Quote, word for word, the stretch of entries from the line containing "like [108, 209]." through the line containing "Query: grey suv", with both of those lines included.

• [Material]:
· · · · · · ·

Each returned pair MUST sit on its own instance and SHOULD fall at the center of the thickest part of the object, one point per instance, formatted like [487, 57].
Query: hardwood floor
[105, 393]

· · · · · · ·

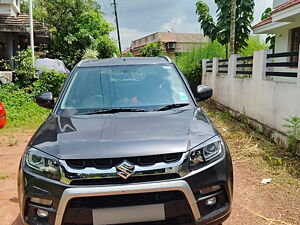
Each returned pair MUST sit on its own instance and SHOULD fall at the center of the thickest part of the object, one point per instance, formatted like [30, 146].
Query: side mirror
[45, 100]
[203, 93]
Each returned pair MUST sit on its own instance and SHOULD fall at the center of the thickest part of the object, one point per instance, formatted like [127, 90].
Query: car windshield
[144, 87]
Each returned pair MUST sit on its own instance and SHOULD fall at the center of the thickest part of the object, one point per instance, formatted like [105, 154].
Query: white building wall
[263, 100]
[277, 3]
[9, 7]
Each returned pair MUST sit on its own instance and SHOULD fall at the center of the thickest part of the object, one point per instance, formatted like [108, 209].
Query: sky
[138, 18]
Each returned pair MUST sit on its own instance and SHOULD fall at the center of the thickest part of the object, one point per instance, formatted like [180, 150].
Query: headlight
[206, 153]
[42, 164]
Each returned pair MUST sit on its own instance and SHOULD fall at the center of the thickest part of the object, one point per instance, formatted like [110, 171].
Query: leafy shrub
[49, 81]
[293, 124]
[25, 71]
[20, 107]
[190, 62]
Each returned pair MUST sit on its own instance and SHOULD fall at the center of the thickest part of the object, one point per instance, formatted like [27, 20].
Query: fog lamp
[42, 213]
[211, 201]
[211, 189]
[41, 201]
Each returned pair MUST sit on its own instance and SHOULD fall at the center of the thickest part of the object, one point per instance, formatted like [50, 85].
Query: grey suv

· · · · · · ·

• [Full solution]:
Each returned pair MUST sit on its own instance and SHOULD fall at the center of the thickest part of the object, one point per instance, formatted like [108, 209].
Query: sky
[138, 18]
Each returned pair MUST sit on its own instance and SHOULD fall at the center of the thickest part of the object, one point per instance, formatted like [180, 150].
Query: headlight
[206, 153]
[42, 164]
Each returned pair MUST sit on its own instance and SHOULD fall at the center of the thickest part of the object, one point per instance, formatted like [110, 171].
Query: leafy shrub
[49, 81]
[293, 124]
[25, 71]
[20, 107]
[190, 62]
Each returned pair MUST sit on its own instance and SHOULD fall at the center of the thickest part of the object, one point per instance, formatted like [27, 20].
Query: fog lamp
[42, 213]
[211, 201]
[211, 189]
[41, 201]
Each returned pair MUST sit on its own instance and SHOULD fall at the center of the thickest part of the object, one point per instance, formatted like [50, 85].
Query: grey suv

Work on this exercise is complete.